*Requirements*:
1. Pull from the E&P passage the words from "The distribution of" to "recognized.", and copy them without any change.
2. Using the E&P passage, answer these:
(a) By what amount does the corporation increase its current E&P in this case?
(b) Which section makes distributions paid out of accumulated or current E&P taxable as dividends?
(c) When a distribution exceeds both accumulated and current E&P, what is any distribution beyond the reduction in stock basis?
3. Name every section cited in the E&P passage.

— BEGIN Reading text —

The distribution of the appreciated propety is also
going to impact their E&P. Normally on appreciated property the
distributing corp increases its current E&P by the gain recognized under
311 (reduced by any tax paide on that gain). In this case, the corporation is
going to increase its current E&P by 300k (the gain recognized). Then, the
accumulated E&P is going to be reduced by the full FMV of the distributed
proerty reduced by an liabilities (here, that is 400k). However, a distribution
can’t result in negative E&P. Since the historical accumulated E&P is
negative, this won’t have an impiact on the accumluated E&P - instead it
will just increase the E&P for the current year (2016) by the 300k gain
recognized.
The dividend paid by the corporation will then reduce E&P (the dividend paid here, as discussed above, greatly depends on what the amount of the E&P is at the time). Current E&P at the end of 2016 will be the 300k gain recognized minus whatever dividend they paid out to Suri.
Exam No. 4810
Distributions paid out of accumulated or current E&P
are taxable as dividends (§316). If the distribution exceeds both accumulated
and current E&P, then the distribution reduces basis in the stock and any
distribution beyond that is a capital gain (§301(c)(2)).

— END Reading text —
— BEGIN Information shown —

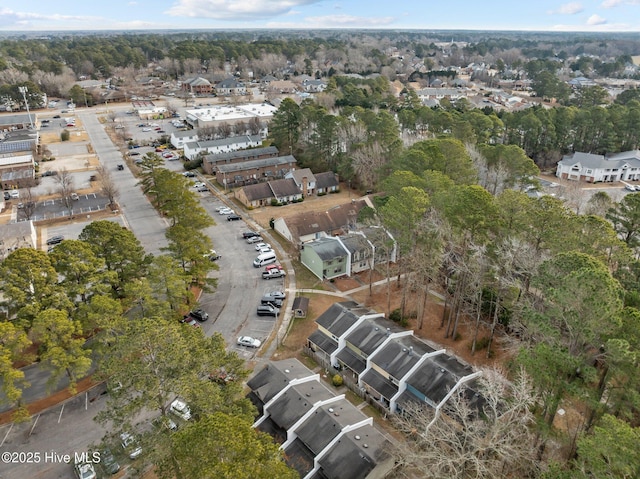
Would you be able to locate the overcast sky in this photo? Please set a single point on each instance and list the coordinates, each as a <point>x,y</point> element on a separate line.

— END Information shown —

*Responses in order*:
1.
The distribution of the appreciated propety is also
going to impact their E&P. Normally on appreciated property the
distributing corp increases its current E&P by the gain recognized under
311 (reduced by any tax paide on that gain). In this case, the corporation is
going to increase its current E&P by 300k (the gain recognized). Then, the
accumulated E&P is going to be reduced by the full FMV of the distributed
proerty reduced by an liabilities (here, that is 400k). However, a distribution
can’t result in negative E&P. Since the historical accumulated E&P is
negative, this won’t have an impiact on the accumluated E&P - instead it
will just increase the E&P for the current year (2016) by the 300k gain
recognized.

2.
(a) 300k, the gain recognized
(b) §316
(c) A capital gain (§301(c)(2))

3.
311
§316
§301(c)(2)